### Written request:
Could you turn the items below into a JSON list of strings, one string per line with blank lines dropped, and keep the pictures out of it?
'''
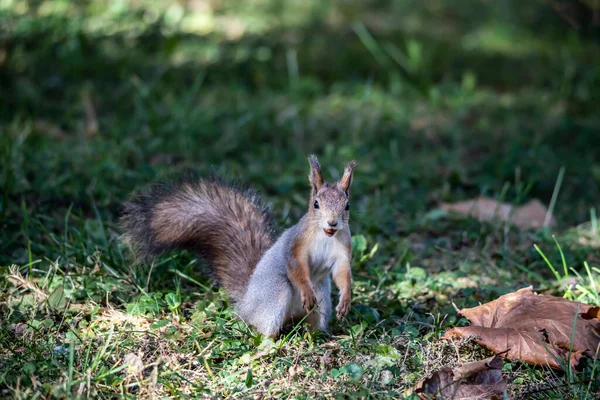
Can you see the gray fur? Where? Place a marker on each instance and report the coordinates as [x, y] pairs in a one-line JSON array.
[[227, 227]]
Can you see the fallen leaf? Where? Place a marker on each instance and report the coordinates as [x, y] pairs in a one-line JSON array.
[[534, 328], [134, 363], [475, 380], [531, 215]]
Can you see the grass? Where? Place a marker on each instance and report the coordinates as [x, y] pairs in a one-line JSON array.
[[437, 102]]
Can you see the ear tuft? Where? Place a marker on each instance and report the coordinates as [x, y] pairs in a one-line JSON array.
[[315, 177], [346, 180]]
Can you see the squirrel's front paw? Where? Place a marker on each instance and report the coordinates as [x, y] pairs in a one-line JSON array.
[[308, 299], [343, 307]]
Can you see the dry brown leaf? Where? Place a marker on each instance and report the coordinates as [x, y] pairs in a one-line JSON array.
[[475, 380], [533, 328], [530, 215], [134, 363]]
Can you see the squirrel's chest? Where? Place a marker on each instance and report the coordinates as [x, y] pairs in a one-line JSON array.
[[322, 256]]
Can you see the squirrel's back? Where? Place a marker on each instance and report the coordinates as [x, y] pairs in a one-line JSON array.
[[222, 223]]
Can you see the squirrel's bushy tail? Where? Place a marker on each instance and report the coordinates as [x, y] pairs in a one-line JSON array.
[[223, 224]]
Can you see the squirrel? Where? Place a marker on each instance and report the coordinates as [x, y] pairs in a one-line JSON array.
'''
### Exercise response:
[
  "Can you see the gray fur? Where? Place a marker on each instance and report the coordinates as [x, y] pairs in a one-line JSON array.",
  "[[227, 227]]",
  "Can you see the fallen leaf? Where? Place a marker on each instance and report the coordinates as [x, y] pairs in a one-line JSON array.",
  "[[534, 328], [134, 363], [475, 380], [531, 215]]",
  "Can you see the grass? Where? Place a marker on each instance and report the coordinates as [x, y] pairs in a one-line JSON array.",
  "[[437, 102]]",
  "Can you see the ear tuft? Where? Place a marker on each instance and report the coordinates as [x, y] pairs in a one-line JSON array.",
  "[[315, 177], [346, 180]]",
  "Can you see the squirrel's front paw? Where? Place a marker on each instance and report the coordinates as [x, y] pairs in a one-line JSON array.",
  "[[308, 299], [343, 307]]",
  "Can you see the dry brown leaf? Where? Place a marker on each instance and report the coordinates as [x, y] pairs in a one-line JSON array.",
  "[[475, 380], [533, 328], [530, 215], [134, 363]]",
  "Can you see the squirrel's chest? Where? Place a marker on each instance and report the coordinates as [x, y] pairs in a one-line JSON array.",
  "[[322, 256]]",
  "Can you see the squirrel's back? Where? Place a marker on each instance and report the coordinates as [x, y] pairs in a one-line JSON array.",
  "[[222, 223]]",
  "Can you see the squirrel's bushy tail? Where? Place a marker on each instance and report the coordinates as [x, y] pairs in a one-line JSON array.",
  "[[223, 224]]",
  "Can you see the squirrel? Where? Place a marker on each instance and report the coordinates as [x, y] pairs in a one-line JSON array."
]